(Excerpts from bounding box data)
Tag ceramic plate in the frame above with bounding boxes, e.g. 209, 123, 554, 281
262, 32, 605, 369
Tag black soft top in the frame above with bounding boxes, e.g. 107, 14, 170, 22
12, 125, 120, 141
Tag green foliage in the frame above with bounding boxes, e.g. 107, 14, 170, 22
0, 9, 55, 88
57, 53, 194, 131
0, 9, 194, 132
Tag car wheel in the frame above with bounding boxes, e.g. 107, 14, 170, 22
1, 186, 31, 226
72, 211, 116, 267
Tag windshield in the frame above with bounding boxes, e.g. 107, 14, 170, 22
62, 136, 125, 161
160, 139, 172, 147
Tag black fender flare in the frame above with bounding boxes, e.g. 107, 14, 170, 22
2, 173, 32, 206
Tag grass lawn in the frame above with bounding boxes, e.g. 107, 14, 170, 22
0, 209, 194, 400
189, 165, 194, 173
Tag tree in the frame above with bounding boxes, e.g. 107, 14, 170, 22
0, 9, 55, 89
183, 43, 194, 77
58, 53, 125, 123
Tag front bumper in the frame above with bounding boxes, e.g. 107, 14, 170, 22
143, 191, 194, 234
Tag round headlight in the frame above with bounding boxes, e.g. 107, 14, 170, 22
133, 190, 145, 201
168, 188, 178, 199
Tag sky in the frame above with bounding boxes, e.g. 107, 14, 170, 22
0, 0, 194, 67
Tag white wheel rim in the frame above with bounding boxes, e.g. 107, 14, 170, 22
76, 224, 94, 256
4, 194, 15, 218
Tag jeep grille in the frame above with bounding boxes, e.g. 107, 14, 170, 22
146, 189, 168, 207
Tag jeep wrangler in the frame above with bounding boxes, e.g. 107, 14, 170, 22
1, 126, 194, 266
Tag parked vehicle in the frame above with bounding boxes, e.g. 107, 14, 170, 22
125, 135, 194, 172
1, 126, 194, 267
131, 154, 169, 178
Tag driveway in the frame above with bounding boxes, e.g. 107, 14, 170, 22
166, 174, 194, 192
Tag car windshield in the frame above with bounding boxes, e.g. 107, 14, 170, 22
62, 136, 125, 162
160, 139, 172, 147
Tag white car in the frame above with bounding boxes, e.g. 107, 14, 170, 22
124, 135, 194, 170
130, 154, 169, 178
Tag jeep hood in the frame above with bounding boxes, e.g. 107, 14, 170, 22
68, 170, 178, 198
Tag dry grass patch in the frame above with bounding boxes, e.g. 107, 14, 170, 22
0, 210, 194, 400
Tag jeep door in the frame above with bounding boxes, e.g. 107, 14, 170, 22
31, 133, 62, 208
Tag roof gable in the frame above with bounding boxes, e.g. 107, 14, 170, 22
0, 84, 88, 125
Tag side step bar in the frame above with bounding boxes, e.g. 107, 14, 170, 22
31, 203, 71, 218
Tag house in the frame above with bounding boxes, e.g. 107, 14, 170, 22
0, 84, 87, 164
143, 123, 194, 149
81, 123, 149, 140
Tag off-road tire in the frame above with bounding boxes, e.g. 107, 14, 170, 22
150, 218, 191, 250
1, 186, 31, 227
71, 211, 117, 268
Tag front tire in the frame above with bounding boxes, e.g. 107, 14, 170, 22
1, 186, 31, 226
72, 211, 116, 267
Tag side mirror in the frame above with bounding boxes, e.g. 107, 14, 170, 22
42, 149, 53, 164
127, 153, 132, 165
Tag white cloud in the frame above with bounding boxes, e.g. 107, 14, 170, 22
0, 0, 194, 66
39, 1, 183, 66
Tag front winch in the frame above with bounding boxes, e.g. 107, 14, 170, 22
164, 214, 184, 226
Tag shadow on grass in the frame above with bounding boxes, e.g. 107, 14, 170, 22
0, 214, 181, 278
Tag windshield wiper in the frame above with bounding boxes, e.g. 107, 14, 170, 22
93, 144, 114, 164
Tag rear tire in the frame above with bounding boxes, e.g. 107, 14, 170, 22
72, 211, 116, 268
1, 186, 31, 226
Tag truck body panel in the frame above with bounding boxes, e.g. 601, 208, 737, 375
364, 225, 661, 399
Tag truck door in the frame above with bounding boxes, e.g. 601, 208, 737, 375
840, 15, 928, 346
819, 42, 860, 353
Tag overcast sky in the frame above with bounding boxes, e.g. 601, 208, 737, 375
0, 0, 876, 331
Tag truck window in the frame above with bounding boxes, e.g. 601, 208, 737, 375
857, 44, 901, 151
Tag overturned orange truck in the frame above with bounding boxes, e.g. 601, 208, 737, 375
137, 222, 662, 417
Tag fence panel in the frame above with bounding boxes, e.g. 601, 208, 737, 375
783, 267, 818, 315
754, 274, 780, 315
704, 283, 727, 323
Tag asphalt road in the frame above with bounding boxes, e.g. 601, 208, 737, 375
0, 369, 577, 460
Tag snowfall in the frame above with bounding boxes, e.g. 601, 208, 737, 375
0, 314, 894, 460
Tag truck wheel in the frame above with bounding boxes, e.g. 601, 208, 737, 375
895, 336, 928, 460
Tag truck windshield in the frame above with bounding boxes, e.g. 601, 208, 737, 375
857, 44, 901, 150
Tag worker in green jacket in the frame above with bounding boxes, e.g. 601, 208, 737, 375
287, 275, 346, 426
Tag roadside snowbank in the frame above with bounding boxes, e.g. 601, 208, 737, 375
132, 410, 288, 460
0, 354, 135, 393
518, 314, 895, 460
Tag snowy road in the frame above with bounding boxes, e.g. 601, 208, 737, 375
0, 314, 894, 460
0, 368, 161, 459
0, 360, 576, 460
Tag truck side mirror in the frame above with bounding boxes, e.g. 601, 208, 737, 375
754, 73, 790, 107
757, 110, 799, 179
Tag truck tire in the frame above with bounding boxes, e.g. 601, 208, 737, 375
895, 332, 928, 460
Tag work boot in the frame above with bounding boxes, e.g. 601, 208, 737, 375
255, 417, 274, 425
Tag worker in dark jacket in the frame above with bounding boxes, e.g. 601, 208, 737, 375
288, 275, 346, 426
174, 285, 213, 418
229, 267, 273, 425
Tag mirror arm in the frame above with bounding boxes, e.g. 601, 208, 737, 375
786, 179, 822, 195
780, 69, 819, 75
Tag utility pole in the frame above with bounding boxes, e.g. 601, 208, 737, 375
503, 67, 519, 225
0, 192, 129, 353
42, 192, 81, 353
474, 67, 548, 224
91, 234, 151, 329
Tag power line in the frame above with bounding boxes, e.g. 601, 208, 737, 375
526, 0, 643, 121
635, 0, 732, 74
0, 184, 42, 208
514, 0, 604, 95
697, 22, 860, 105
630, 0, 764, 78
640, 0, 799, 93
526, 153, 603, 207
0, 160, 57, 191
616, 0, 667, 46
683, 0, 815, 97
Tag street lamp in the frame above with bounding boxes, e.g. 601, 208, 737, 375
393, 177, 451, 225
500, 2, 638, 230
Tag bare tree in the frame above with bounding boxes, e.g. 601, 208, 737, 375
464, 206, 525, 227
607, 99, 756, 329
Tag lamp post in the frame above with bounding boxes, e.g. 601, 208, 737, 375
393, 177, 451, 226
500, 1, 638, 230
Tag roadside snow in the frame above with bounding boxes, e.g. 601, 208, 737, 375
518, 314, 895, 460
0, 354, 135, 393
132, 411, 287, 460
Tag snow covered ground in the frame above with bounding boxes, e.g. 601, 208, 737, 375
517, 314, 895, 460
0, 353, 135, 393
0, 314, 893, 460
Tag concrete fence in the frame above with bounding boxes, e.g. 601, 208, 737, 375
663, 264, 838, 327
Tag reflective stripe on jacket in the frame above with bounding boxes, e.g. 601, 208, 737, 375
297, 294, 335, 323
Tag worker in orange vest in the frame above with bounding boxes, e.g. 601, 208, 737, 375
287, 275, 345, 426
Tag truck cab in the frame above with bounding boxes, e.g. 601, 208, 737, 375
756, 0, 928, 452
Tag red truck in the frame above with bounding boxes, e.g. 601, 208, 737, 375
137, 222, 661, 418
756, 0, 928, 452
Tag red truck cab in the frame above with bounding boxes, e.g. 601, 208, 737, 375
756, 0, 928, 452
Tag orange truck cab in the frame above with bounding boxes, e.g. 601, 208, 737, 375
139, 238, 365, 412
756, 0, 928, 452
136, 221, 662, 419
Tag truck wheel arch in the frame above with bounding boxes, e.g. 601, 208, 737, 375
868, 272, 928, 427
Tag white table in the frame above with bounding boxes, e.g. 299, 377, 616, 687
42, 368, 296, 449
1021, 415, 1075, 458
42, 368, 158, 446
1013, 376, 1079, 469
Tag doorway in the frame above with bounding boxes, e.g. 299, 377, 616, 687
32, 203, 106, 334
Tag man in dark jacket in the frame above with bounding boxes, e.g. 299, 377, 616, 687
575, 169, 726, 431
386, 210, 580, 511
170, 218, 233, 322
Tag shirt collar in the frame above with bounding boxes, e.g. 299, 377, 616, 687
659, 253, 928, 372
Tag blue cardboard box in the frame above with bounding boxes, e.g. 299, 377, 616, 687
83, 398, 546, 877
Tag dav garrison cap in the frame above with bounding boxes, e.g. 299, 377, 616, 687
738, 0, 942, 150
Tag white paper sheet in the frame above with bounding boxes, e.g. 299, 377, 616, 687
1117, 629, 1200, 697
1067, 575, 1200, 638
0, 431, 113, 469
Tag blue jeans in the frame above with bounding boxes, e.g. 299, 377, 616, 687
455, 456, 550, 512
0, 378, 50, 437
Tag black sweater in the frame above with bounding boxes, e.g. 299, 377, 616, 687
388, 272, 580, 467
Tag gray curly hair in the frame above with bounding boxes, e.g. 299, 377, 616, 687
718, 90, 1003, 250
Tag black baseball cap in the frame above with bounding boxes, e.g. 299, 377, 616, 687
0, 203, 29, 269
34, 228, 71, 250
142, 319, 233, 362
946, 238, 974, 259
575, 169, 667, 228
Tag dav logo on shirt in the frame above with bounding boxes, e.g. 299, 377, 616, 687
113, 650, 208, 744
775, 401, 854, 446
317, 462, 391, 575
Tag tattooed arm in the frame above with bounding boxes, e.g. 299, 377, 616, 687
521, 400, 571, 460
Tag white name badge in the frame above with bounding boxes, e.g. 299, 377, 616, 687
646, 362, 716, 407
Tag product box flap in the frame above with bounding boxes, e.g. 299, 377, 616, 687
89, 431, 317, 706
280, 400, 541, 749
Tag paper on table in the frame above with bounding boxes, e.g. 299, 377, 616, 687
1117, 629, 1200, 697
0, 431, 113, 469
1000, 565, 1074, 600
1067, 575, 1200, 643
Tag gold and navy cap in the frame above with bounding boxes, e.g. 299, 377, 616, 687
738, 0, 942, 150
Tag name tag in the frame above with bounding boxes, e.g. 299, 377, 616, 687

## What the task requires
Rewrite the listing lines starting with the line that contains "Tag dav logo" and going on through the line that contains "280, 400, 541, 749", replacing "tattooed arm" with "inked forearm" and keeping everything else the same.

## Solution to this task
Tag dav logo on shirt in the frame above with bounding boxes, e.g. 299, 377, 616, 687
113, 650, 208, 744
775, 401, 854, 446
317, 462, 391, 575
Tag inked forearm in the frame above with bounding boxes, e.g. 299, 377, 616, 687
521, 400, 571, 460
Tag white name badge in the frame above with bounding boxes, e.g. 299, 377, 616, 687
646, 362, 716, 407
Tag product box flap in the frame above with bounding boxes, e.g. 299, 377, 616, 687
89, 431, 317, 706
280, 400, 541, 749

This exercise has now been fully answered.